Answer these from the passage on cognizance below:
1. According to Lakshminarayana Reddy v. Narayana Reddy, under which BNSS section does the Magistrate proceed to examine a complainant?
2. In Bhushan Kumar v. State (NCT of Delhi), the Magistrate must be satisfied that there is sufficient ground for what?
3. What words does the BNSS add to clause (b) of Section 210(1)?
# Start of Excerpted passage
The post-Chari case law has refined the formulation. In Narayandas v. State of W.B., AIR 1959 SC 1118, the Court added that no formal act is required; the act of cognizance is internal and inferred from the order. In Lakshminarayana Reddy v. Narayana Reddy, AIR 1976 SC 1672, the Court fixed the operational test: cognizance is taken when the Magistrate proceeds under Section 223 BNSS (previously Section 200 CrPC) to examine a complainant, or under Section 227 BNSS (previously Section 204 CrPC) to issue process. Anything earlier — ordering investigation, requiring a report from the police — is pre-cognizance.
The Supreme Court in Bhushan Kumar v. State (NCT of Delhi), AIR 2012 SC 1747 reiterated that cognizance is the application of judicial mind to the averments in the complaint or police report. The Magistrate must be satisfied that there is sufficient ground for proceeding, not for conviction. The latter is a trial-end question. The full architecture of the criminal process is mapped in the present Code of Criminal Procedure notes; the detailed walkthrough of how a complaint moves from filing to issue of process is in the complaint procedure chapter.
Section 210 BNSS — the three modes of cognizance
Section 210(1) BNSS empowers any Magistrate of the first class — or any second-class Magistrate specially empowered by the Chief Judicial Magistrate — to take cognizance of any offence:
- (a) upon receiving a complaint of facts which constitute such offence (the BNSS adds ‘including any complaint filed by a person authorised under any special law’);
- (b) upon a police report of such facts (the BNSS adds ‘submitted in any mode including electronic mode’);
- (c) upon information received from any person other than a police officer, or upon his own knowledge, that such offence has been committed.
# End of Excerpted passage
# Start of Data
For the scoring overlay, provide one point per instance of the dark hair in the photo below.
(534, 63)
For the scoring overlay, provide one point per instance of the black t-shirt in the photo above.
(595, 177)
# End of Data
> **Answer for this exercise**
1. Section 223 BNSS (previously Section 200 CrPC).
2. For proceeding, not for conviction.
3. ‘submitted in any mode including electronic mode’